▶ [Selected excerpt]
>>>

I have two friends, Seth and Michael, and one of them is a lot happier than the other.
Seth is chronically unhappy. He is often glum, frequently irritable, and sometimes hopeless, though he has never been clinically depressed. By contrast, Michael is a remarkable happy person. Although he has his low moments and periodic stress, he manages to find joy in his days and is quite content with the way his life is going. To understand why these two men are so different, let me tell you a little bit about them.
Both are in their early 40s and doing well in their careers. Seth is a professor of psychology at a prestigious university, who has reasonably bright students, a fair amount of autonomy in his work, and many opportunities for travel. His research program has been successful, garnering attention from all over the country. Michael is a deputy city attorney in a small but beautiful city on the Pacific Ocean. He specializes in landlord-tenant disputes and other civil matters, and his success as a litigator has led to occasional media appearances, in which he is asked to speak about his latest cases. He gets a kick out of doing that.

<<<

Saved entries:
>>>

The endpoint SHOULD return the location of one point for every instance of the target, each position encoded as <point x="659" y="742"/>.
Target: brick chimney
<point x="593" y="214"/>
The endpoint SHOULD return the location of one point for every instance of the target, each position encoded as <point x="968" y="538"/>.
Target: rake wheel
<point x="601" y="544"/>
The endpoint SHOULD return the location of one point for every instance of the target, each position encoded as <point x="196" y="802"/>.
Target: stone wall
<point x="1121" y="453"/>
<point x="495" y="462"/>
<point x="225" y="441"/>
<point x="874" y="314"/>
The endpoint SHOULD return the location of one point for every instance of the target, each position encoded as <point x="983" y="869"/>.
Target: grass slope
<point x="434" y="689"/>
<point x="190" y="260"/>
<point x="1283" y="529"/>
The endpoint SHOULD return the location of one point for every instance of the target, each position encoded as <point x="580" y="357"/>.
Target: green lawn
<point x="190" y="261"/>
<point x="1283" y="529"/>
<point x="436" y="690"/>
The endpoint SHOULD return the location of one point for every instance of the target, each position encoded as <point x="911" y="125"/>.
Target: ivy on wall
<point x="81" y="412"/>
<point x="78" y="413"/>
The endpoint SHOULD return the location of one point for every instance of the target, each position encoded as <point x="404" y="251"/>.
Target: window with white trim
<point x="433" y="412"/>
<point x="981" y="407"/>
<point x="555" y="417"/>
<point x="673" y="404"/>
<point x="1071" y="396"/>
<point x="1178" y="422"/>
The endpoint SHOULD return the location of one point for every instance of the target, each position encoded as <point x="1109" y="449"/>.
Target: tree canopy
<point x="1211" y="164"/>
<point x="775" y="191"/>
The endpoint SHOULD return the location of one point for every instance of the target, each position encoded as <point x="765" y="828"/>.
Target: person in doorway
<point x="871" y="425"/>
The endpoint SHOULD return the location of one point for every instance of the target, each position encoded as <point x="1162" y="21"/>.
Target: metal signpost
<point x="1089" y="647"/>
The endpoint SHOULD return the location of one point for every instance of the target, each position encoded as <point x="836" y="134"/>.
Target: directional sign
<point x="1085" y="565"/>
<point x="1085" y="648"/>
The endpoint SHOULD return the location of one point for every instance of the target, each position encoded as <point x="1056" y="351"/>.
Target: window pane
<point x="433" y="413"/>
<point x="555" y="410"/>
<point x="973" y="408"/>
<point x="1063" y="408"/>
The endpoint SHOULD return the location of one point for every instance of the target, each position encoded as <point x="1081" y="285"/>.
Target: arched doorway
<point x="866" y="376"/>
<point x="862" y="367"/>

<<<

Answer these questions using the text about Seth and Michael:
(a) Has Seth ever been clinically depressed?
(b) What is Seth's job?
(c) What kind of cases does Michael specialize in?

(a) No, he has never been clinically depressed.
(b) He is a professor of psychology at a prestigious university.
(c) Landlord-tenant disputes and other civil matters.